What this exercise asks ->
1. In the sermon excerpt on atonement, how many years in advance was the prophecy about Jesus Christ written?
2. Please reproduce word for word the stretch of the sermon excerpt on atonement from "So when you" through "an unbiblical definition.".
3. Extend the sermon excerpt on atonement past its final sentence.

Text segment ->
## Begin

So this is a prophecy about Jesus Christ written 700 years in advance; that’s what this is.  And when you look at this notice how substitution is so prominent.  It says, “He was despised and forsaken of men, a man of sorrows and acquainted with grief; and like one from whom men hide their face He was despised, and we esteemed Him not.  [4] Surely our griefs” what? “He Himself bore… see the substitution there?  “And our sorrows He carried; Yet we ourselves esteemed Him stricken, Smitten of God, and afflicted, [5] But He was pierced through for our transgressions,” see how it keeps saying He did this for us, “He was crushed for our iniquities; the chastening for our well-being fell upon Him, and by His scourging” what? “we are healed.  [6] All of us like sheep have gone astray, Each of us has turned to his own way; But the LORD has caused the iniquity of us all To fall on” what? “Him.”  [Isaiah 53:3-6]

So when you get to this subject of atonement the correct understanding of it is substitution.  Now I’m not denying the fact that when you look at the death of Christ you don’t see in it aspects of where we should be servants and good to people and that kind of thing, and that’s all true but the problem with the drift into liberalism is they focused on all that other stuff and they started omitting the fact that He was our substitute.  So any definition of the atonement that does not use the word “substitute” in it, vicarious, penal, substitutionary atonement, is inadequate, ultimately an unbiblical definition.

And the church really started to hammer this into place as late as the 1100’s because long before the fundamentalist modernist controversy, and I want you to understand something about the devil, he never takes a vacation.  Have  you noticed that?  He never clocks out; you know, you never get an e-mail from Satan saying back in the office in two weeks.  I mean, he’s working all of the time to distort and corrupt anything that’s good.  And very early on in church history people started to get really fuzzy with the doctrine of the atonement.

And these are the false views of the atonement: the ransom to Satan view, which is this idea that Christ’s death is a ransom to Satan and not the Father.  Now the modern teacher that has been flagged as teaching something like this or very similar is Joyce Meyer who you see a lot on TV and if you look at some of the criticisms of her what is being said, and you can ferret out the evidence for yourself, is she is sort of drifting into this ransom to Satan idea, that the death of Jesus Christ is really not a payment for the sins of the world but it’s some kind of payment to the devil.  And again there’s an element of truth to it but it really doesn’t capture the idea.  I mean, Jesus didn’t die on the cross to pay Satan back anything; He died on a cross to pay our sin debt, right?  Our sin debt separates us from a holy God.

## End

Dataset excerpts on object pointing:
## Begin

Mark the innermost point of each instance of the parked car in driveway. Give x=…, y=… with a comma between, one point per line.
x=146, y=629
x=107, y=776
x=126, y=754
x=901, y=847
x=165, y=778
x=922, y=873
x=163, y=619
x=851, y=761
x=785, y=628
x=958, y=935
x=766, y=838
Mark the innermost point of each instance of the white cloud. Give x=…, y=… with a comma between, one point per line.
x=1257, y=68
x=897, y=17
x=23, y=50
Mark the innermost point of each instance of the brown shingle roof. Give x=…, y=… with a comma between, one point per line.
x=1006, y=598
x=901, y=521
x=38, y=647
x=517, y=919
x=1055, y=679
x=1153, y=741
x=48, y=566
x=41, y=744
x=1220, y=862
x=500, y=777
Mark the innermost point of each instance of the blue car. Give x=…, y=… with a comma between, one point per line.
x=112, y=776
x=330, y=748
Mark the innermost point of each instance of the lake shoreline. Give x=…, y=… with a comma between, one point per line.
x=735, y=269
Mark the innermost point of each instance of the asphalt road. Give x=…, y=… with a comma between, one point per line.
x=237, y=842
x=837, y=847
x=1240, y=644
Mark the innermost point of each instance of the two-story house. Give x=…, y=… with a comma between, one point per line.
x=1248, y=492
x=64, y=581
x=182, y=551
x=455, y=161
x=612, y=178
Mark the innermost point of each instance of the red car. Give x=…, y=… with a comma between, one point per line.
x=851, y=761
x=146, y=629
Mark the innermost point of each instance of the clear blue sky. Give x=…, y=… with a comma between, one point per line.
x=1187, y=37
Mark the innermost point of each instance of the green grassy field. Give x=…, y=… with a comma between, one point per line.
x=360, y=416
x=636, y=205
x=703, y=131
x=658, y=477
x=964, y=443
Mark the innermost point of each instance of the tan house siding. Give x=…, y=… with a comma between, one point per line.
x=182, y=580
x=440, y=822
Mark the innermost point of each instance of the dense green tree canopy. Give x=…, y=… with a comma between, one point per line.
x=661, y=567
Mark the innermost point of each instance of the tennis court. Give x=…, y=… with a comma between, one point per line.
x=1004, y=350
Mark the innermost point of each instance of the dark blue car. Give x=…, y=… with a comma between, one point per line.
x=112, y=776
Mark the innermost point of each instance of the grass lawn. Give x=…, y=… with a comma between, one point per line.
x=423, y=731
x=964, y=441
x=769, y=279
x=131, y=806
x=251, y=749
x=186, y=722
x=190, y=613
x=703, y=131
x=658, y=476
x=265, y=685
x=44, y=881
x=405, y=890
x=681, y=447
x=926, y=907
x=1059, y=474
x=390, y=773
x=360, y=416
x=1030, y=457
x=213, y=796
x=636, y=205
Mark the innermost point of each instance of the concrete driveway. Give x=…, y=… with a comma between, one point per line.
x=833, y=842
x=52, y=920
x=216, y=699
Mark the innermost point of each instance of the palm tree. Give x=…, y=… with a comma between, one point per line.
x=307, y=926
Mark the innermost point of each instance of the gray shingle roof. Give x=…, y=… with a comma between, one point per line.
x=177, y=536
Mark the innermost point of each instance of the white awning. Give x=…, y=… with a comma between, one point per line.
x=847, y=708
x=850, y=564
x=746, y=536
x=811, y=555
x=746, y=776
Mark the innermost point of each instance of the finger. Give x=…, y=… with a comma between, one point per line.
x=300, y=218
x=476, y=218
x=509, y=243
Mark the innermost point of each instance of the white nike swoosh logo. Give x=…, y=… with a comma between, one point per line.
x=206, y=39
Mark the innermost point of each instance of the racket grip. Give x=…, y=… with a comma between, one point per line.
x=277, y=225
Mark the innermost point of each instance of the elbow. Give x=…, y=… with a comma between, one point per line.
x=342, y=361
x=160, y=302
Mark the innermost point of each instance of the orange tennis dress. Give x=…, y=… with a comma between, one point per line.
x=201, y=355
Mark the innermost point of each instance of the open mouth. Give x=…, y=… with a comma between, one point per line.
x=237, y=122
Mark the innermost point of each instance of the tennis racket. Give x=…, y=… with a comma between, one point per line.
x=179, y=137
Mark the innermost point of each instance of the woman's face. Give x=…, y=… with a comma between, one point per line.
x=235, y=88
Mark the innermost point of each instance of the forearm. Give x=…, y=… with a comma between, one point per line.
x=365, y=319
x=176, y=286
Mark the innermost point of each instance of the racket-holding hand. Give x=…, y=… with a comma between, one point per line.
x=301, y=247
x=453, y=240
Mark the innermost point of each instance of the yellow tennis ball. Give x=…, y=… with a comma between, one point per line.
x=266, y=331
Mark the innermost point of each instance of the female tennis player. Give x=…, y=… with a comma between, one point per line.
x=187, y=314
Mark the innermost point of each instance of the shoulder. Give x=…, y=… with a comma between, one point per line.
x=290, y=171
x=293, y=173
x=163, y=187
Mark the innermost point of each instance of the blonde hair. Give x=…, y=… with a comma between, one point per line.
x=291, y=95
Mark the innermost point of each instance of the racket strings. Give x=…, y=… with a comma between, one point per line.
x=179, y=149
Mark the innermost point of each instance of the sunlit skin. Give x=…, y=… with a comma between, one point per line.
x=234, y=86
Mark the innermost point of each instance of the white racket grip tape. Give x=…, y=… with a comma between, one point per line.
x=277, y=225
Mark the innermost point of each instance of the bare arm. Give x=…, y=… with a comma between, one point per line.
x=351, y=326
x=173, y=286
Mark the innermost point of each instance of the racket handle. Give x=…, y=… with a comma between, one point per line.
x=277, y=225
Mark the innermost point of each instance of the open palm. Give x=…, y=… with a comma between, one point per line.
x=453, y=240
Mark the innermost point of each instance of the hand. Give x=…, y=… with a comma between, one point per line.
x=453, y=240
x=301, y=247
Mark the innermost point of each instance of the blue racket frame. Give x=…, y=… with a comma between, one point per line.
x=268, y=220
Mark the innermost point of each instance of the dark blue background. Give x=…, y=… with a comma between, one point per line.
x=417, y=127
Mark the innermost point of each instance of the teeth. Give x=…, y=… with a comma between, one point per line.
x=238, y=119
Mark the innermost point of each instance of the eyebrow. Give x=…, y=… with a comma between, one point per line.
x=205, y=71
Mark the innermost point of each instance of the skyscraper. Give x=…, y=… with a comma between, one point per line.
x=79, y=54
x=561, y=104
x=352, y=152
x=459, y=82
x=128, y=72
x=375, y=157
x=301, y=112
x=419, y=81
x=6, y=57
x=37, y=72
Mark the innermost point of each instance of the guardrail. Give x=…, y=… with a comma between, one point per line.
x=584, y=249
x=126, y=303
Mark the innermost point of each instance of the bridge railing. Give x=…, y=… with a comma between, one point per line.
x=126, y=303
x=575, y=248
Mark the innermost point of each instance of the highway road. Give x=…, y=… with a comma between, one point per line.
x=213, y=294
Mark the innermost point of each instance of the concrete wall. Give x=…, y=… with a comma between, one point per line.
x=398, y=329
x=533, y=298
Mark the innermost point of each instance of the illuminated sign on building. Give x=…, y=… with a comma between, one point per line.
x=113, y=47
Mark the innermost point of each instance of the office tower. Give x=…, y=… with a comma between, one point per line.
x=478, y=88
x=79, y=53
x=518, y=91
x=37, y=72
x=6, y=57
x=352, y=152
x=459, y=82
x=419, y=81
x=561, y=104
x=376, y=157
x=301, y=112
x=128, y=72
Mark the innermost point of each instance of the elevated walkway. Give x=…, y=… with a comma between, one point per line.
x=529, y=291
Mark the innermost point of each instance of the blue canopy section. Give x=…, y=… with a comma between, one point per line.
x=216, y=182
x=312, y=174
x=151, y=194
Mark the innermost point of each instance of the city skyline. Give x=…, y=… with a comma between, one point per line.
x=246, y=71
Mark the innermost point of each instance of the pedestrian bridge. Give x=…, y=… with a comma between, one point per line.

## End

Solved problems ->
1. 700 years

2.
So when you get to this subject of atonement the correct understanding of it is substitution.  Now I’m not denying the fact that when you look at the death of Christ you don’t see in it aspects of where we should be servants and good to people and that kind of thing, and that’s all true but the problem with the drift into liberalism is they focused on all that other stuff and they started omitting the fact that He was our substitute.  So any definition of the atonement that does not use the word “substitute” in it, vicarious, penal, substitutionary atonement, is inadequate, ultimately an unbiblical definition.

3.
And then you see the moral influence view, Christ’s death is an expression of God’s love.  That’s what really started to take hold in the mainline denominations.   You can see the years when that came into existence, long before the fundamentalist/modernist controversy.  Then you have the moral example view; Christ’s death inspires us to be sacrificial, which it does, but that’s not why He died ultimately, He died as my substitute.  Then you see the governmental view, Christ’s death promotes respect for God’s law, so look at how much God hates violations of His law, look at the death of His Son, so therefore what should I do?  I should work harder to keep His law.  Well, that’s a works oriented salvation and again it fails to capture the idea of substitution.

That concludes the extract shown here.